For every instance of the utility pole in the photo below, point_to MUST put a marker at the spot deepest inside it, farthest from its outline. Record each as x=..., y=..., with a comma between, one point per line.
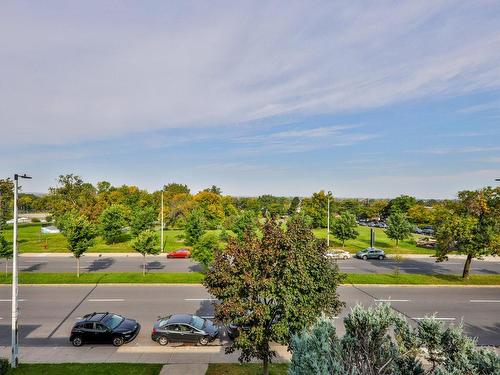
x=15, y=310
x=328, y=221
x=161, y=225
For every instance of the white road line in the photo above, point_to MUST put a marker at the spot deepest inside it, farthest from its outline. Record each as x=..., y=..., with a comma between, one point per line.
x=434, y=318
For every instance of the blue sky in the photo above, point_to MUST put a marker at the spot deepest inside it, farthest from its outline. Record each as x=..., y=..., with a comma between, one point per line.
x=282, y=97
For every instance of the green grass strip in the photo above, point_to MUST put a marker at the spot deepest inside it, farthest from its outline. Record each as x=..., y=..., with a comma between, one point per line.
x=106, y=278
x=197, y=278
x=87, y=369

What you will do.
Give back the entries verbatim. Do not include any picture.

Written answer.
For every instance of the utility pole in the photo below, point_to MUST put a marker at the spot deepest inside it, farthest from its outline. Record each as x=..., y=..., with a comma between, one point per line.
x=15, y=310
x=328, y=221
x=161, y=225
For every instance of the white road line in the photo above, point_to MUST put a marker at the spot deepest inside it, farthest from its outline. Record each as x=..., y=..., with a comma between, one point per line.
x=434, y=318
For every instance of the blue sky in the photo above, point_to MUST put a marker at the spot deepest inside it, farthest from its outline. Record each as x=..., y=..., with a comma between, one point per line.
x=282, y=97
For every instance of the green grass strip in the photo above, point_to MUST put a marker at the spot deepest inside it, farthest from its outline. Record each as x=..., y=..., with a comma between, one point per line.
x=106, y=278
x=197, y=278
x=87, y=369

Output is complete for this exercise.